> [TASK DIRECTIONS] Copy the records below word for word, from their very first line through the line containing "xmin=41 ymin=94 xmax=205 ymax=199", and include both of those lines.
== RECORD SET ==
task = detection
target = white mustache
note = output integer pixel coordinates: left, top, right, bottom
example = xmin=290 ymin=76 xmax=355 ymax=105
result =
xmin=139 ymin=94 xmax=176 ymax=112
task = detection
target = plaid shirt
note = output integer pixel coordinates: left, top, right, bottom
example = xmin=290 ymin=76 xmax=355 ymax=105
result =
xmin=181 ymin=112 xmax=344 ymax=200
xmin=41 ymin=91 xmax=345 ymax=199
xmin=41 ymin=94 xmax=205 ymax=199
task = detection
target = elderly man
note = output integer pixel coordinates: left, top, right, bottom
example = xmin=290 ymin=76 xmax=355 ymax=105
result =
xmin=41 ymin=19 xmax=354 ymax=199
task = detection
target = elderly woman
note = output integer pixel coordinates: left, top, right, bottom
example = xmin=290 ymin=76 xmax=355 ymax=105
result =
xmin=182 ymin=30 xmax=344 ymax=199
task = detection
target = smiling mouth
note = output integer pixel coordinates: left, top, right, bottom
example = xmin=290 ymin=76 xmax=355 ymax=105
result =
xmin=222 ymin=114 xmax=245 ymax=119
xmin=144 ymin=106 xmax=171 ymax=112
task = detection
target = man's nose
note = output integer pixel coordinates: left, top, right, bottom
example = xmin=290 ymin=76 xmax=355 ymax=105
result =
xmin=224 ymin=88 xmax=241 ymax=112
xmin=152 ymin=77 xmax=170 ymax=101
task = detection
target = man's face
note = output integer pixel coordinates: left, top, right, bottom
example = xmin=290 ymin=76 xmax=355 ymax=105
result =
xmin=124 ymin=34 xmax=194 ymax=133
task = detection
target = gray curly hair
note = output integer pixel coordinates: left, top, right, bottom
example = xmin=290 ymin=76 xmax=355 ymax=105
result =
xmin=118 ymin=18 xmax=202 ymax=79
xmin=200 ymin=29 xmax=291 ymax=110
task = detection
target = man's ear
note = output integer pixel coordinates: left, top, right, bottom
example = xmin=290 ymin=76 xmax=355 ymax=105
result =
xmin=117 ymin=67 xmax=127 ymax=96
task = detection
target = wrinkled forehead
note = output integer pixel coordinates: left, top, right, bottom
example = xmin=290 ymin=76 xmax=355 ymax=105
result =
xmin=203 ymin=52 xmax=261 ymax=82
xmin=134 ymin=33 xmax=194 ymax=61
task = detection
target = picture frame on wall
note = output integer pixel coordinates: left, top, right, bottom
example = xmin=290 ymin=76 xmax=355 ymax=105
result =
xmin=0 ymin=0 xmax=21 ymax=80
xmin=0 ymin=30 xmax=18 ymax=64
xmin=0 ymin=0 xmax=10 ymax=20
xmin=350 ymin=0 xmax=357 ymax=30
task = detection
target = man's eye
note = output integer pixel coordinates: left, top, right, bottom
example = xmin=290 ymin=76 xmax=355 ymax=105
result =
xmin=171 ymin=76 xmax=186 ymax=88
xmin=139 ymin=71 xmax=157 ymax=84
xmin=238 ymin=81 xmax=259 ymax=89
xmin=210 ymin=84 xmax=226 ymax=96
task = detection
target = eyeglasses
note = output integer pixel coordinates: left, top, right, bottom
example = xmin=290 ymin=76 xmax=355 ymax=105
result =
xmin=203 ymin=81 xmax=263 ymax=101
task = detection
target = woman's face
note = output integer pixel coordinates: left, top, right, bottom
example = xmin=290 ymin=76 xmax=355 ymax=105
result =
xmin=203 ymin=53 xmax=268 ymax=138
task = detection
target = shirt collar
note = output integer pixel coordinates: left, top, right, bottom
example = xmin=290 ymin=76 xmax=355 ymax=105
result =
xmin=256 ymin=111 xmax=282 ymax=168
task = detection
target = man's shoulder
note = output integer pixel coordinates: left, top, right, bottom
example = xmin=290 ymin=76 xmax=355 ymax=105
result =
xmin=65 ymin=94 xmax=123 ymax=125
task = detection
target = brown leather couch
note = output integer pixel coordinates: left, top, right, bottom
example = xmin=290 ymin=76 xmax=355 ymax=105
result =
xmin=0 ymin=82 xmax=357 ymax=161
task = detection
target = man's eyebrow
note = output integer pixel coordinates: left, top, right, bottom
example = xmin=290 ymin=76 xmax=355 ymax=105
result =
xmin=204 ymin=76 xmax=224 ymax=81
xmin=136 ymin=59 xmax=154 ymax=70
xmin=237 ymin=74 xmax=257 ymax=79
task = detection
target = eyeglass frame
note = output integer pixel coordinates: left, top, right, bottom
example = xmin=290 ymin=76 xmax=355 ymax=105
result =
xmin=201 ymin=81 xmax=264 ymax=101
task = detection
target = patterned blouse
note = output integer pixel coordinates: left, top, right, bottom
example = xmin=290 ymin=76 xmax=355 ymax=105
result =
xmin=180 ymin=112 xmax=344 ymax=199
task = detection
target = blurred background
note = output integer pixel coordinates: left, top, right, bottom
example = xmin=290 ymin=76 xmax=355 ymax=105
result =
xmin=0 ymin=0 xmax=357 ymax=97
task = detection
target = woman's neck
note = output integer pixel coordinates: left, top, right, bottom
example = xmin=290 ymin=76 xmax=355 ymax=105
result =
===
> [EXERCISE RESULT]
task = detection
target = white mustache
note = output integer pixel coordinates: left, top, right, bottom
example = xmin=290 ymin=76 xmax=355 ymax=105
result =
xmin=139 ymin=94 xmax=176 ymax=112
task = detection
target = plaid shirt
note = output integer pixel coordinates: left, top, right, bottom
example = xmin=290 ymin=76 xmax=355 ymax=105
result =
xmin=181 ymin=112 xmax=344 ymax=200
xmin=41 ymin=91 xmax=345 ymax=199
xmin=41 ymin=94 xmax=205 ymax=199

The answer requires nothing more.